═══ SUPPLIED MATERIAL ═══
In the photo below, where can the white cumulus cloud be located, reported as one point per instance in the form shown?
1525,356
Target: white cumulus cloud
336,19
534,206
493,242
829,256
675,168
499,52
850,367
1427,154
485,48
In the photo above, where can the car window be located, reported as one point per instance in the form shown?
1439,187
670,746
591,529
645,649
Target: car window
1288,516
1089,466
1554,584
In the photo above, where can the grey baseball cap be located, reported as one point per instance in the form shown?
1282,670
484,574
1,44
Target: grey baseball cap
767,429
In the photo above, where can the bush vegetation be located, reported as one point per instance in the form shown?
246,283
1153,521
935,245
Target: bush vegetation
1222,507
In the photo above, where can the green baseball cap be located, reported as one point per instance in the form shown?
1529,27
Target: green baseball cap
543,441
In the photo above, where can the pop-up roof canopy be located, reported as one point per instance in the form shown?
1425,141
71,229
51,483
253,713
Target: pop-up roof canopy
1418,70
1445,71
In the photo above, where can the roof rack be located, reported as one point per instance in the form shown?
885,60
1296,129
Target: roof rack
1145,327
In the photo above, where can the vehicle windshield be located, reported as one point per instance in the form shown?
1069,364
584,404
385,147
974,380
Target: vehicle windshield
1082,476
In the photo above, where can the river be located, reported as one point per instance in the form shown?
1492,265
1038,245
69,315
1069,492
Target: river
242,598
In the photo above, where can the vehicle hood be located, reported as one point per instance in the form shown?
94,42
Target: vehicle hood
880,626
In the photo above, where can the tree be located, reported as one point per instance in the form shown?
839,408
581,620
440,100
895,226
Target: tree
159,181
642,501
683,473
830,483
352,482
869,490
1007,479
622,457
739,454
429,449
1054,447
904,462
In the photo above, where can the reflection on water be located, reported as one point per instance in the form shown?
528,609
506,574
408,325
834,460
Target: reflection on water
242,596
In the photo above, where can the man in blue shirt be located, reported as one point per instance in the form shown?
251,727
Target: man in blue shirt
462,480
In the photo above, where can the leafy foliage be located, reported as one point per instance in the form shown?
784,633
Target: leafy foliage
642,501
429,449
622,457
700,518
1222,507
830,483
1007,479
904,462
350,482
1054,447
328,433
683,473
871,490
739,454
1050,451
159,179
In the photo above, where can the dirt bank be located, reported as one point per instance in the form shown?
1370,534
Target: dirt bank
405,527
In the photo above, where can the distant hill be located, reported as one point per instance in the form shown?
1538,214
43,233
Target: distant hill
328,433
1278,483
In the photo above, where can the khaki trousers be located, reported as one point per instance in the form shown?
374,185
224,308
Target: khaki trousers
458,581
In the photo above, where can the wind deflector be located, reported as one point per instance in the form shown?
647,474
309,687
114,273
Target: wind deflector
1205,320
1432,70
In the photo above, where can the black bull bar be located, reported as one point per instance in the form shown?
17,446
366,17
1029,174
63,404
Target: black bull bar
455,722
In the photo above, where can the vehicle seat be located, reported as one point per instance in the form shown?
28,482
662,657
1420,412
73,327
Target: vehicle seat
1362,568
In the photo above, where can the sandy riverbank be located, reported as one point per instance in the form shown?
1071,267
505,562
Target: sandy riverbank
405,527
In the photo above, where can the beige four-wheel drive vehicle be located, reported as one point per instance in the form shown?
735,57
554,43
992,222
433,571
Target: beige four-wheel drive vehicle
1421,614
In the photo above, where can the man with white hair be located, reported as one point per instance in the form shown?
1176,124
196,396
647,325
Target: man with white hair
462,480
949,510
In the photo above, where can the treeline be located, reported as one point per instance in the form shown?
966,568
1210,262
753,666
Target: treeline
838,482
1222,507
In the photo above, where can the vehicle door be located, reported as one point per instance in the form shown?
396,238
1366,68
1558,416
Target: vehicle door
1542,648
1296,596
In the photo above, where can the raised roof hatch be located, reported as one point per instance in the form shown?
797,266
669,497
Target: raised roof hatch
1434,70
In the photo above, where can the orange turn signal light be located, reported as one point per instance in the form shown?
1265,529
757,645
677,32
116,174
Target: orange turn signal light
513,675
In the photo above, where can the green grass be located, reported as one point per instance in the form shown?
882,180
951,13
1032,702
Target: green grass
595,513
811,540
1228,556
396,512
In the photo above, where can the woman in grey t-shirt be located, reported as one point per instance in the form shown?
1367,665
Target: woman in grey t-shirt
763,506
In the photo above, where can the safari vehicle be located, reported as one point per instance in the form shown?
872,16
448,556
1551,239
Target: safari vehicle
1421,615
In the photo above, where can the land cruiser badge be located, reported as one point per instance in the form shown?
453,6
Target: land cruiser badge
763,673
═══
# DIRECTIONS:
Output each record exactly, leaving nothing out.

# ANSWER BELOW:
In the photo below, where can the white cumulus cloud be located, reported as one point per instance in the form shown?
1525,356
Target: white cumulus cloud
336,19
534,206
493,242
829,256
675,168
499,52
850,367
1427,154
485,48
In the photo above, where can the car window be located, reported as one point per instance in the form shown?
1439,187
670,746
591,529
645,649
Target: car window
1288,516
1089,466
1554,584
In the photo above, where can the grey baseball cap be located, reported as one point per instance in the form shown?
1282,670
484,574
1,44
Target: grey baseball cap
767,429
In the photo above, where can the bush vegetation be located, reported as one point per instance in the form shown?
246,283
1153,521
935,245
Target: bush vegetation
1222,507
In the photo above, where can the green baseball cap be located, reported as one point per instance in the form shown?
1529,27
Target: green baseball cap
543,441
In the photo above, where can the pop-up roof canopy be located, reported as one point per instance in the form shown?
1425,141
71,229
51,483
253,713
Target: pop-up roof canopy
1418,70
1445,71
In the photo above, where can the roof rack be located, reported as one point per instance in the form shown?
885,60
1296,129
Target: roof rack
1145,327
In the photo above, where can the vehicle windshield be located, reported as one point per instance in the form shown?
1069,364
584,404
385,147
974,380
Target: vehicle windshield
1082,476
In the photo above, where can the river be located, reported as one point per instance in the form shown?
1492,265
1038,245
69,315
1069,492
Target: river
242,598
In the photo above, where can the vehicle hood be located, reported as one point per instance in the form shown?
94,42
Target: vehicle hood
880,626
In the photo above, where can the tree be located, reported as one point per instance in the form shown?
839,408
581,620
440,100
895,226
Target: tree
159,181
642,501
683,473
830,483
352,482
869,490
1007,479
622,457
739,454
429,449
1054,447
904,462
In the photo above, where can the reflection on water be located, reported as one point per instance in the form shown?
528,609
506,574
408,325
834,460
Target: reflection on water
242,596
In the photo above, where can the man in blue shirt be located, reported as one point per instance in the form shown?
251,727
Target: man in blue shirt
462,480
In the photo above, where can the leafy foliage be located, reported as one point per instance in the form shown?
784,633
Target: leafy foliage
642,501
429,449
622,457
700,518
1222,507
830,483
1007,479
904,462
350,482
1054,447
328,433
683,473
871,490
739,454
1050,451
159,179
In the photo above, where can the dirt bank be located, reported as one point per instance in the form shown?
1370,534
Target: dirt bank
405,527
In the photo above, where can the distant hill be located, reported as one point per instance in the form shown?
1538,214
43,233
Target: distant hill
328,433
1278,483
In the photo above, where can the khaki trousers be located, reported as one point per instance in the form shown?
374,185
224,308
Target: khaki trousers
458,581
In the photo above, where can the wind deflector be located, reported as one point per instance in the form shown?
647,474
309,687
114,273
Target: wind deflector
1205,320
1432,70
In the photo above, where can the black bull bar be located, reported as one point per instance in the form shown?
17,446
366,17
1029,174
63,404
Target: black bull bar
455,722
In the photo above, where can the vehicle seat be located, reported as one point per instance in the form shown?
28,482
662,657
1420,412
73,327
Target: vehicle seat
1362,568
In the photo above, where can the sandy riverbank be located, reported as one point per instance in the form shown?
1071,267
505,562
Target: sandy riverbank
405,527
In the photo above, where can the beige four-wheel drive vehicle be located, reported as one point per instance in the form shown?
735,57
554,43
992,222
433,571
Target: beige four-wheel drive vehicle
1421,614
In the photo above, where can the man with white hair be located, reported as one point per instance in the form shown?
1176,124
196,396
647,325
Target: man with white hair
462,480
949,510
In the photo above, where can the treeline be located, reported as one point per instance in the form shown?
966,568
1210,262
753,666
Target: treeline
838,482
1222,507
In the photo above, where can the vehicle door be located, reported as one point per instance in the form shown?
396,238
1366,68
1558,416
Target: vehicle door
1542,648
1296,596
In the photo above, where can the raised roof hatch be located, reported as one point per instance in the form shown?
797,266
669,497
Target: raised roof hatch
1434,70
In the photo above, where can the orange turn signal light be located, reported as one point per instance in the form shown?
1265,529
757,645
677,32
116,174
Target: orange turn signal light
513,675
In the photo above, where can the green grass be located, reported as one point per instance in the form shown?
882,180
951,13
1032,702
Target: green grass
595,513
811,540
1228,556
396,512
In the photo above, where can the woman in grey t-shirt be located, reported as one point per instance in the form shown?
1367,665
Target: woman in grey t-shirt
763,506
In the photo above, where can the safari vehicle be located, reported as one point per instance in the form shown?
872,16
448,556
1551,239
Target: safari vehicle
1421,615
In the photo above, where can the land cruiser badge be located, reported as one point per instance in the form shown?
453,6
Target: land cruiser badge
763,673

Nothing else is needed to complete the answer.